» Task details:
Reproduce verbatim the portion of the Atlanta travel post between "The Buckhead Bread Company popped" and "their first rodeo.", inclusive.

» Supplied passage:
For the Days I Spent with MLK Jr., Scarlett O'Hara, and Atlanta, Georgia on My Mind……Symbols of Peace and Creativity
It is has been less than a week since our new Fuhrer took office and I never expected to have to search my Twitter feed for so long to find a non-political post. Naturally one thing has been more depressing than the next so I have tried to avoid my natural inclinations to read the New York Times and such since the election for these very reasons. Which is why this part of my Atlanta series feels particularly ironic.
When last we left the story of my very first trip to Atlanta, I had just discovered the historic district of Sweet Auburn and my deep love for that neighborhood. Today’s discussion details my visit to the President Jimmy Carter Library and Museum, but first there was a brunch.
The Buckhead Bread Company popped into my life by chance and now I have a death grip on it. My girls and I decided to try it on a whim and after stepping inside and smelling the bakery portion of the café. After that I was very willing to wait twenty minutes for a table. The bakery section had a ton of customers some who came in just for bread or pastry and some that were waiting for a table but were still stock piling for later.
It’s a great space with lots of comfy seats and booths. The lighting and temperature were perfect, something I appreciate as a hot migraine sufferer. Once we sat down I became fixated on watching the staff move around. It was like a perfectly choreographed dance. The wait staff and managers were moving at top speed but even with trays filled with plates never missed a step or bumped into one another. This was clearly not their first rodeo.
The menu was packed with so many delicious sounding suggestions I was at a loss so I went with my first choice, the chicken salad sandwich. When it came to my drink order my instinct was to hesitate. When I was last in Georgia, Savannah to be specific (http://bit.ly/2kuagiz), ordering an iced coffee- my drink of choice- caused some confusion. However here at the Buckhead Bread Company they simply just brought me one. Ah the joys of the little things. When my sandwich arrived it couldn’t have tasted any better!! I licked my plate clean even the side salad. I have had many sandwiches but never any as tasty. Hands down of the greatest meals of my life and it was such a casual order. Even if I couldn’t find another thing to do in Atlanta this restaurant would be good enough reason to visit. Good news Virginia, you can get iced coffee in Georgia!!!

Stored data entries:
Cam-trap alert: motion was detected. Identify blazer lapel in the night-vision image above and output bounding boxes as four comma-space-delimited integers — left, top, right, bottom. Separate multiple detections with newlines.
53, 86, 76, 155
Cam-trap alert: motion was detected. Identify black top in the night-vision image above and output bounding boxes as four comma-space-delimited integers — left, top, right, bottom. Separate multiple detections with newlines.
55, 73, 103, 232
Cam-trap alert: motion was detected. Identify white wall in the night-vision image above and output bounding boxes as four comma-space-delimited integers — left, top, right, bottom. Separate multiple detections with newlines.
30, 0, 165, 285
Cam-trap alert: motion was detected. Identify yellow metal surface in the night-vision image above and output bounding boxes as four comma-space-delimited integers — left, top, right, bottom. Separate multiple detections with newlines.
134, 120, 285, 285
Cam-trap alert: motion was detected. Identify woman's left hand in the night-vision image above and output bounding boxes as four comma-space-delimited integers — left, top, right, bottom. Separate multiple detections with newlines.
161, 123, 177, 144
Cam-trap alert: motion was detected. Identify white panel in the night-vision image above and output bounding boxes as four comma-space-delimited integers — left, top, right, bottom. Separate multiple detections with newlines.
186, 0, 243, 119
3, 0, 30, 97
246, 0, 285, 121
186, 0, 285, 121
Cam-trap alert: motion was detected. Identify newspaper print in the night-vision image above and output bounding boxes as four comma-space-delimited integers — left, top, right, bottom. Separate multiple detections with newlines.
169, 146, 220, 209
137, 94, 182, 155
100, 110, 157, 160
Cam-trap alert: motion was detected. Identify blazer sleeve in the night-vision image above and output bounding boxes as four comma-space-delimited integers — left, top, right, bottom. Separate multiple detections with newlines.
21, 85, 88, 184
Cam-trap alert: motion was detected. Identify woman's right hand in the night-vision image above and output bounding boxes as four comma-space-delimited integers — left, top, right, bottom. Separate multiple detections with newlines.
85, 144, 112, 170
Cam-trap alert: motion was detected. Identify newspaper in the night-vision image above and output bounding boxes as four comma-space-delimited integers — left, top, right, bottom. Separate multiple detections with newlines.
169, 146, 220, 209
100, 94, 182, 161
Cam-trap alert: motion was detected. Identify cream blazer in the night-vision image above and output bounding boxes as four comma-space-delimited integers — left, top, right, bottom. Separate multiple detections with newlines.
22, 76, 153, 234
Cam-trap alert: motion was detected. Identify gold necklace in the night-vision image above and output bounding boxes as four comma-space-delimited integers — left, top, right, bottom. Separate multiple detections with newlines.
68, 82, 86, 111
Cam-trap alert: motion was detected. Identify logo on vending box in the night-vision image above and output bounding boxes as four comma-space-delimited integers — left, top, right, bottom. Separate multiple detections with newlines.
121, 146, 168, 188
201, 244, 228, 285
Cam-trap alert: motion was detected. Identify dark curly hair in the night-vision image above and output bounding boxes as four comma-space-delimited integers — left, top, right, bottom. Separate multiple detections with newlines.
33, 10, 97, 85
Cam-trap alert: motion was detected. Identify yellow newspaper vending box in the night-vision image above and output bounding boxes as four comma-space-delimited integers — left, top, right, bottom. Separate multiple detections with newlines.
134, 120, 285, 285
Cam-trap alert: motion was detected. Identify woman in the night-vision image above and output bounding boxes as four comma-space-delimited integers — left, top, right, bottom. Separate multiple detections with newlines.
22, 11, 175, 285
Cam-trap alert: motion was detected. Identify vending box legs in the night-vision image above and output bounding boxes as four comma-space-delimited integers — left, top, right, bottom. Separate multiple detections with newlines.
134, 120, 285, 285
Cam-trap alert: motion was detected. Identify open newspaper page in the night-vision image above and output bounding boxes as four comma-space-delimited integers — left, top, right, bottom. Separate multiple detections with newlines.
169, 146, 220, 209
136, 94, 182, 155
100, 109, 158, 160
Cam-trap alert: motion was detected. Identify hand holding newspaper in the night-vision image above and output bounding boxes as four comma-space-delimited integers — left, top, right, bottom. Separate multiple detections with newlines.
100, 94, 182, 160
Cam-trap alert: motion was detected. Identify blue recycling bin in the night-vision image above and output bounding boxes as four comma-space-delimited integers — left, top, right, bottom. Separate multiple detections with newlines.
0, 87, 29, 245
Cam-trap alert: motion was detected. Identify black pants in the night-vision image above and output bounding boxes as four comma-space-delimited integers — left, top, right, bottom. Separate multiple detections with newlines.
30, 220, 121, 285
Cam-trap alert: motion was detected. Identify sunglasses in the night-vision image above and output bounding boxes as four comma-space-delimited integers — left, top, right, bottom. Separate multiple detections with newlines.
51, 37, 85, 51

» Correct response:
The Buckhead Bread Company popped into my life by chance and now I have a death grip on it. My girls and I decided to try it on a whim and after stepping inside and smelling the bakery portion of the café. After that I was very willing to wait twenty minutes for a table. The bakery section had a ton of customers some who came in just for bread or pastry and some that were waiting for a table but were still stock piling for later.
It’s a great space with lots of comfy seats and booths. The lighting and temperature were perfect, something I appreciate as a hot migraine sufferer. Once we sat down I became fixated on watching the staff move around. It was like a perfectly choreographed dance. The wait staff and managers were moving at top speed but even with trays filled with plates never missed a step or bumped into one another. This was clearly not their first rodeo.